(Referring expression pointing data)
== == ==

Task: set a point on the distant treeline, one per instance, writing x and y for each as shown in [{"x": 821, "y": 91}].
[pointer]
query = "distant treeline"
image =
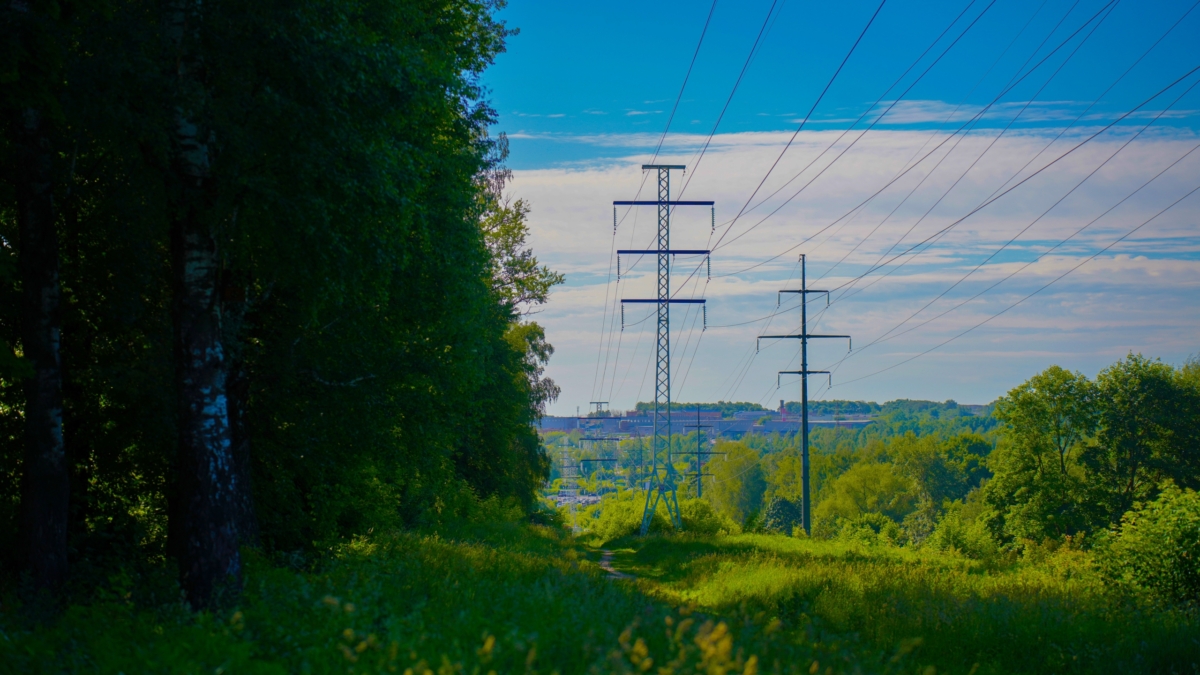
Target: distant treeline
[{"x": 826, "y": 407}]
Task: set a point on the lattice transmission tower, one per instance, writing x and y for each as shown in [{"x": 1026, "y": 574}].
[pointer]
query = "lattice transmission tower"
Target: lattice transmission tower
[
  {"x": 660, "y": 482},
  {"x": 804, "y": 372}
]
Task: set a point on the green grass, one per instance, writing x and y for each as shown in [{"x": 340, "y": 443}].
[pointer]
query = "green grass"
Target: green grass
[
  {"x": 513, "y": 598},
  {"x": 959, "y": 615}
]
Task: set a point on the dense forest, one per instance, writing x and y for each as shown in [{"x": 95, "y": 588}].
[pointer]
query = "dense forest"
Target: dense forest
[
  {"x": 1060, "y": 460},
  {"x": 269, "y": 392},
  {"x": 261, "y": 282}
]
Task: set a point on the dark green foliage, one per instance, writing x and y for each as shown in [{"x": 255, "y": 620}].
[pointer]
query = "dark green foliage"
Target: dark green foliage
[
  {"x": 1078, "y": 454},
  {"x": 1156, "y": 548},
  {"x": 381, "y": 374},
  {"x": 781, "y": 515}
]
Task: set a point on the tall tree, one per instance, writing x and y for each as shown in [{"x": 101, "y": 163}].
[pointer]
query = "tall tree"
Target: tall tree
[
  {"x": 35, "y": 53},
  {"x": 207, "y": 491},
  {"x": 1038, "y": 488},
  {"x": 1143, "y": 434}
]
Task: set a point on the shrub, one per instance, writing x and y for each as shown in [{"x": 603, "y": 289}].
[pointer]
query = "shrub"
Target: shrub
[
  {"x": 873, "y": 529},
  {"x": 1157, "y": 547},
  {"x": 781, "y": 515},
  {"x": 958, "y": 531},
  {"x": 621, "y": 515},
  {"x": 699, "y": 518}
]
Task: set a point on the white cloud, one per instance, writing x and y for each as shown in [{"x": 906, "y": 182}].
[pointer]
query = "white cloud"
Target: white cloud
[{"x": 1139, "y": 296}]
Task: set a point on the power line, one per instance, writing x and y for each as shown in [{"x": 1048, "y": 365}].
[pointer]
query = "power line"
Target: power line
[
  {"x": 951, "y": 151},
  {"x": 730, "y": 99},
  {"x": 885, "y": 338},
  {"x": 1038, "y": 219},
  {"x": 975, "y": 118},
  {"x": 1056, "y": 160},
  {"x": 1060, "y": 135},
  {"x": 805, "y": 120},
  {"x": 657, "y": 149},
  {"x": 1087, "y": 260}
]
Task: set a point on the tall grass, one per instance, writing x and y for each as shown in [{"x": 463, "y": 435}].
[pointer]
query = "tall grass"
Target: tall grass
[
  {"x": 959, "y": 615},
  {"x": 520, "y": 598}
]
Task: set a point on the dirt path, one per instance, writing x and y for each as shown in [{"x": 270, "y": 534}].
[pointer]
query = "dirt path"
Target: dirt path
[{"x": 606, "y": 565}]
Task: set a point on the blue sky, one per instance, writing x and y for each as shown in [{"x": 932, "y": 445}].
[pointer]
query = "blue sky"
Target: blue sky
[{"x": 586, "y": 90}]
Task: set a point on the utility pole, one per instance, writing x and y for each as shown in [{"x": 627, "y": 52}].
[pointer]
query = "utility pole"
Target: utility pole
[
  {"x": 804, "y": 372},
  {"x": 601, "y": 440},
  {"x": 700, "y": 463},
  {"x": 660, "y": 484}
]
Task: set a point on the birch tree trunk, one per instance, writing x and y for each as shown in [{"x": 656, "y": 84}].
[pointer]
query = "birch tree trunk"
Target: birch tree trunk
[
  {"x": 207, "y": 490},
  {"x": 45, "y": 483}
]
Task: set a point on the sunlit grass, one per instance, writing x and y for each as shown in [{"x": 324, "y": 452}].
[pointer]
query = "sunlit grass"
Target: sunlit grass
[
  {"x": 516, "y": 598},
  {"x": 1051, "y": 616}
]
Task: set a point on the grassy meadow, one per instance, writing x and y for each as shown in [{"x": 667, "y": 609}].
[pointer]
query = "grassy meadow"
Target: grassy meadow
[{"x": 513, "y": 597}]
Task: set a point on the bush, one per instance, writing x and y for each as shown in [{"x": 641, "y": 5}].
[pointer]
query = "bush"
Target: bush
[
  {"x": 621, "y": 515},
  {"x": 781, "y": 515},
  {"x": 958, "y": 531},
  {"x": 873, "y": 529},
  {"x": 1157, "y": 547},
  {"x": 699, "y": 518}
]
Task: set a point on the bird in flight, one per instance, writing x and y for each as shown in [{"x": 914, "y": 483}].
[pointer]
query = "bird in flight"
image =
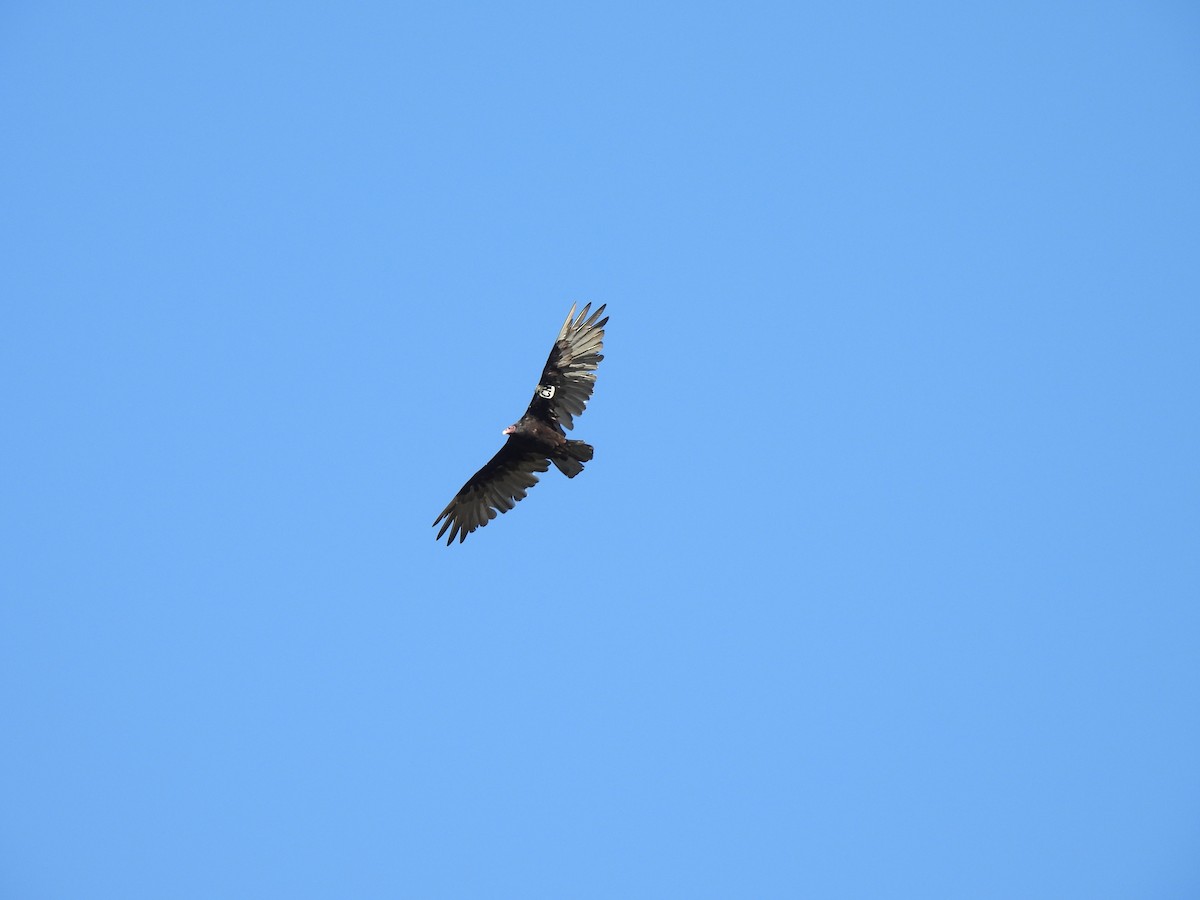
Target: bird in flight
[{"x": 537, "y": 438}]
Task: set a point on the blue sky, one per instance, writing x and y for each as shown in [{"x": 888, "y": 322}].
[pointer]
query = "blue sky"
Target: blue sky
[{"x": 883, "y": 581}]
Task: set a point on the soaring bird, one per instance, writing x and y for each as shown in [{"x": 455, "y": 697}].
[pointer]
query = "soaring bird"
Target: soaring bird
[{"x": 537, "y": 438}]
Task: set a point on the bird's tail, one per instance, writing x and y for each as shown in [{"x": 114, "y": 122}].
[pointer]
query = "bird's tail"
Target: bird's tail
[{"x": 575, "y": 454}]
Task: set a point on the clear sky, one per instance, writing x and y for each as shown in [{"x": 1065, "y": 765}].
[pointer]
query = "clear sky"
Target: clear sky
[{"x": 885, "y": 581}]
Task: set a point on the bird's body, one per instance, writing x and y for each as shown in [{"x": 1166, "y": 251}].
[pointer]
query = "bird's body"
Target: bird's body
[{"x": 537, "y": 439}]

== == ==

— Exercise requirements —
Word for word, reproduce all of the entries above and omit the pictures.

— Response to the task —
Task: set a point on the distant treeline, one per instance, writing x and y for each as shown in [{"x": 821, "y": 91}].
[pointer]
query = "distant treeline"
image =
Target: distant treeline
[{"x": 826, "y": 407}]
Task: set a point on the lattice transmission tower, one per instance, writing x and y for each as shown in [{"x": 1026, "y": 574}].
[pointer]
query = "lattice transmission tower"
Target: lattice transmission tower
[
  {"x": 660, "y": 482},
  {"x": 804, "y": 372}
]
Task: set a point on the green grass, one per instance, writing x and y for each as shown in [{"x": 340, "y": 443}].
[pointer]
query = "green grass"
Target: green grass
[
  {"x": 513, "y": 598},
  {"x": 959, "y": 615}
]
Task: set a point on the dense forest, one per instance, writing x and y for each as shown in [{"x": 95, "y": 588}].
[pointer]
query = "dense forest"
Target: dense forest
[
  {"x": 1060, "y": 460},
  {"x": 269, "y": 392},
  {"x": 261, "y": 282}
]
Task: set a point on the dark green foliage, one per instance, writing x and y for each as shown in [{"x": 255, "y": 620}].
[pointer]
query = "dark green foliage"
Target: dark green foliage
[
  {"x": 1078, "y": 454},
  {"x": 1156, "y": 548},
  {"x": 381, "y": 374},
  {"x": 781, "y": 515}
]
Task: set a point on the tall tree, one per instance, writing x and y for each as shown in [{"x": 101, "y": 163}].
[pointer]
query = "tall tree"
Target: tall tree
[
  {"x": 35, "y": 53},
  {"x": 207, "y": 491},
  {"x": 1038, "y": 488},
  {"x": 1143, "y": 434}
]
Task: set a point on the shrub, one per instance, writing x and y for each as shown in [{"x": 603, "y": 289}].
[pointer]
query = "shrub"
Target: shrub
[
  {"x": 873, "y": 529},
  {"x": 1157, "y": 547},
  {"x": 781, "y": 515},
  {"x": 958, "y": 531},
  {"x": 621, "y": 515},
  {"x": 699, "y": 518}
]
Task: set a point on the white cloud, one per instance, writing x and y for each as shown in [{"x": 906, "y": 182}].
[pointer]
query = "white cloud"
Target: white cloud
[{"x": 1139, "y": 296}]
Task: set a point on the power line, one per instance, writing x and y for each as shown in [{"x": 1048, "y": 365}].
[pointer]
query = "power line"
Target: power line
[
  {"x": 951, "y": 151},
  {"x": 730, "y": 99},
  {"x": 885, "y": 338},
  {"x": 1038, "y": 219},
  {"x": 975, "y": 118},
  {"x": 1056, "y": 160},
  {"x": 1060, "y": 135},
  {"x": 805, "y": 120},
  {"x": 657, "y": 149},
  {"x": 1087, "y": 260}
]
Task: set a point on the tall grass, one per instance, writing x and y for each as shown in [{"x": 463, "y": 435}].
[pointer]
query = "tall grass"
Target: tall grass
[
  {"x": 959, "y": 615},
  {"x": 520, "y": 598}
]
Task: set a point on the dirt path, one per instance, writing x and y for each as shown in [{"x": 270, "y": 534}].
[pointer]
query = "dirt path"
Target: dirt path
[{"x": 606, "y": 565}]
Task: set a point on the blue sky, one per instance, writing x and y for each as shown in [{"x": 932, "y": 445}].
[pointer]
query = "blue sky"
Target: blue sky
[{"x": 586, "y": 90}]
Task: set a point on the utility pole, one per instance, writing x and y for each as shown in [{"x": 627, "y": 52}].
[pointer]
query = "utility pole"
Target: utility pole
[
  {"x": 804, "y": 372},
  {"x": 601, "y": 440},
  {"x": 700, "y": 463},
  {"x": 660, "y": 484}
]
Task: set a point on the birch tree trunk, one per instance, writing x and y for each as shown in [{"x": 656, "y": 84}].
[pointer]
query = "birch tree trunk"
Target: birch tree trunk
[
  {"x": 207, "y": 490},
  {"x": 45, "y": 483}
]
Task: set a point on the sunlit grass, one per instance, writing x and y for each as shown in [{"x": 324, "y": 452}].
[pointer]
query = "sunlit grass"
Target: sunlit grass
[
  {"x": 516, "y": 598},
  {"x": 1051, "y": 616}
]
Task: set a point on the grassy meadow, one per instance, writing x and y for each as shown in [{"x": 667, "y": 609}].
[pointer]
query = "grassy meadow"
Target: grassy meadow
[{"x": 513, "y": 597}]
Task: set a point on the bush, one per instance, writing x and y for each as shown in [{"x": 641, "y": 5}].
[pointer]
query = "bush"
Target: bush
[
  {"x": 621, "y": 515},
  {"x": 781, "y": 515},
  {"x": 958, "y": 531},
  {"x": 873, "y": 529},
  {"x": 1157, "y": 547},
  {"x": 699, "y": 518}
]
Task: set a point on the bird in flight, one per instance, writing x and y for each as shown in [{"x": 914, "y": 483}].
[pointer]
query = "bird in flight"
image =
Target: bird in flight
[{"x": 537, "y": 438}]
Task: set a point on the blue sky, one per instance, writing x and y for each as shown in [{"x": 888, "y": 322}].
[pointer]
query = "blue sky"
Target: blue sky
[{"x": 883, "y": 581}]
Task: set a point on the soaring bird, one per instance, writing x and y for each as shown in [{"x": 455, "y": 697}].
[pointer]
query = "soaring bird"
Target: soaring bird
[{"x": 537, "y": 438}]
Task: set a point on the bird's tail, one per instance, writing x and y for each as shown in [{"x": 114, "y": 122}].
[pointer]
query = "bird's tail"
Target: bird's tail
[{"x": 575, "y": 454}]
Task: set a point on the clear sky, one per instance, writing x and y for each as shown in [{"x": 1065, "y": 765}].
[pointer]
query = "clear sky"
Target: clear sky
[{"x": 885, "y": 581}]
Task: set a point on the bird's body, one per instance, writing x and y for each as shown in [{"x": 1166, "y": 251}].
[pointer]
query = "bird's body"
Target: bird's body
[{"x": 537, "y": 439}]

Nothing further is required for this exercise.